Comparison of Three Months Ended March 25, 2008 and 2007

Net Revenues

Net revenues were $6.9 million and $7.1 million for the three months ended March 25, 2008 and 2007, respectively. An increase in interest expense along with a decrease in commissions earned on insurance products were the primary factors in the decrease in net revenues.

Net Interest and Fee Income Before Provision for Credit Losses

Net interest and fee income before provision for credit losses was $2.8 million for each of the three month periods ended March 25, 2008 and 2007. During the second quarter of fiscal year 2008, gross interest and fee income increased $0.1 million over the second quarter of 2007. Interest expense was $2.0 million and $1.9 million for the three-month periods ended March 25, 2008 and 2007, respectively.

Provision for Credit Losses

Provision for credit losses was $0.9 million for each of the three month periods ended March 25, 2008 and 2007. Finance receivables charged off and recoveries of charged off loans were approximately the same in each of these periods.

Insurance and Other Products

Income from commissions on insurance products and motor club memberships were $2.8 million and $3.0 million for the three months ended March 25, 2008 and 2007, respectively, a decrease of approximately $0.2 million. Although the volume of finance receivables originated decreased during this three-month period compared to last year, we originated a greater volume of sales finance contracts and a lower volume of direct consumer loans. Sales finance contracts generally carry fewer insurance products than direct consumer loans resulting in lower commissions earned. Other income and delinquency fees were down slightly in the second quarter of this fiscal year compared to the same period last year.

Extracted data =

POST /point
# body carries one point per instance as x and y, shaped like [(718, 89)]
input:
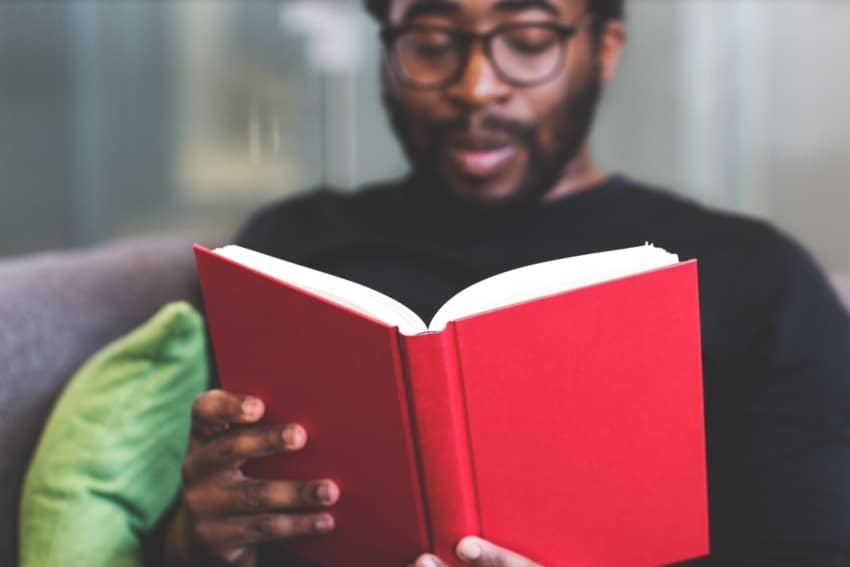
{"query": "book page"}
[(547, 278), (341, 291)]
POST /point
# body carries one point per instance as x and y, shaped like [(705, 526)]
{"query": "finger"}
[(237, 532), (428, 560), (475, 551), (214, 412), (230, 450), (259, 496)]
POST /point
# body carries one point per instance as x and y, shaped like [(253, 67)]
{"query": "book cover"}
[(568, 428)]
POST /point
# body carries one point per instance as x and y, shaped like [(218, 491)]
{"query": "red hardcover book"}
[(556, 410)]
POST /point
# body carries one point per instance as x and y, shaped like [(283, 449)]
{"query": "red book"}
[(555, 410)]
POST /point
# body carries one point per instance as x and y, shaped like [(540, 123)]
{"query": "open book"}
[(555, 409)]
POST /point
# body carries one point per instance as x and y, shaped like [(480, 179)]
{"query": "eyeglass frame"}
[(389, 35)]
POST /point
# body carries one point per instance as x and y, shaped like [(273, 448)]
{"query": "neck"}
[(579, 175)]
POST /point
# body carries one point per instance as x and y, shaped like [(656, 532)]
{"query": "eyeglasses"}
[(433, 57)]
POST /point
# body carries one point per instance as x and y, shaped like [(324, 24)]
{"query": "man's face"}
[(483, 138)]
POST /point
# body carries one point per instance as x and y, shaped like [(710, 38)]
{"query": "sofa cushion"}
[(58, 308), (108, 462)]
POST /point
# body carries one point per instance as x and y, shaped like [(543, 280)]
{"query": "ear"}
[(611, 42)]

What the task requires = Transcribe the section of the quarterly revenue comparison starting at "Comparison of Three" and ending at "periods ended March 25, 2008 and 2007, respectively.".

Solution for this exercise =
Comparison of Three Months Ended March 25, 2008 and 2007

Net Revenues

Net revenues were $6.9 million and $7.1 million for the three months ended March 25, 2008 and 2007, respectively. An increase in interest expense along with a decrease in commissions earned on insurance products were the primary factors in the decrease in net revenues.

Net Interest and Fee Income Before Provision for Credit Losses

Net interest and fee income before provision for credit losses was $2.8 million for each of the three month periods ended March 25, 2008 and 2007. During the second quarter of fiscal year 2008, gross interest and fee income increased $0.1 million over the second quarter of 2007. Interest expense was $2.0 million and $1.9 million for the three-month periods ended March 25, 2008 and 2007, respectively.